▸ DATASET EXCERPTS:
=-=-=-=-=
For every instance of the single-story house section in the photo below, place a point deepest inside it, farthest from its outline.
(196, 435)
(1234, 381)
=-=-=-=-=
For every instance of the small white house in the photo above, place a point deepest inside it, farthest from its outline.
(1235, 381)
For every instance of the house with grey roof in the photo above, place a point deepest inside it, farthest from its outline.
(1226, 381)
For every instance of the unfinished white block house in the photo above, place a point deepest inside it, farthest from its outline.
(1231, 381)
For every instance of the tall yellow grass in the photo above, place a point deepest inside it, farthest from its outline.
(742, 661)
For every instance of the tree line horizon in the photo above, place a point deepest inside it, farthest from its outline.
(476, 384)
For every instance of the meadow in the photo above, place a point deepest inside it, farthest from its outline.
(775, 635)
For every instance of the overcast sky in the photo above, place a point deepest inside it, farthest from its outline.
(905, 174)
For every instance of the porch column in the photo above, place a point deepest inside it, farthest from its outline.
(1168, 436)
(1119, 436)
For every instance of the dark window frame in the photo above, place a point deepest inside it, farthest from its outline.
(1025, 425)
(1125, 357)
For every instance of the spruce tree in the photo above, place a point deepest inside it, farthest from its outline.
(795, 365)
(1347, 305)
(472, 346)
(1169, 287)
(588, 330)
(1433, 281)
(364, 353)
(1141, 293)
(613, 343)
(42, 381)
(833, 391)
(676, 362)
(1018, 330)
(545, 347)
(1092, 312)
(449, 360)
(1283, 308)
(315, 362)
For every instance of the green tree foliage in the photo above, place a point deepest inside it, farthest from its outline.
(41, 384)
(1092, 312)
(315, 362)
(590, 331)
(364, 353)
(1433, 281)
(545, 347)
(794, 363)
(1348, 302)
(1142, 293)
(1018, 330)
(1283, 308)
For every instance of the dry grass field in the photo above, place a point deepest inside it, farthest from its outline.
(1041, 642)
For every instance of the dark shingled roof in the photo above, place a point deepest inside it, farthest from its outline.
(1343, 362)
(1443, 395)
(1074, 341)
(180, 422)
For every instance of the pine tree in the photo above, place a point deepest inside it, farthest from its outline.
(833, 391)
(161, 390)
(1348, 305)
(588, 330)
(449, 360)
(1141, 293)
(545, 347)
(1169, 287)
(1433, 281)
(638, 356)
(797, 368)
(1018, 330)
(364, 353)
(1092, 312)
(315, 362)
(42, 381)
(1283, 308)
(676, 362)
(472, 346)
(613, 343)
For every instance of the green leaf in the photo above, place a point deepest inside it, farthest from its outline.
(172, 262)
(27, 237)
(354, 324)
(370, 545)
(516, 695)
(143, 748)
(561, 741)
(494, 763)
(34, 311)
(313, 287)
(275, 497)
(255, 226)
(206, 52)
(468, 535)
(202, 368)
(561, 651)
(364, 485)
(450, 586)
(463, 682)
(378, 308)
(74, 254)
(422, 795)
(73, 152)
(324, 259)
=-=-=-=-=
▸ INSTRUCTIONS FOR THE TASK:
Rewrite the part of the entries that opens with the line containing "For every instance of the single-story" and closes with the line containing "(1234, 381)" as a JSON list of strings, one string per line, including both end lines. Leave out blank lines.

▸ ANSWER BELOW:
[
  "For every instance of the single-story house section in the photo below, place a point deepest inside it, farthest from its outline.",
  "(196, 435)",
  "(1234, 381)"
]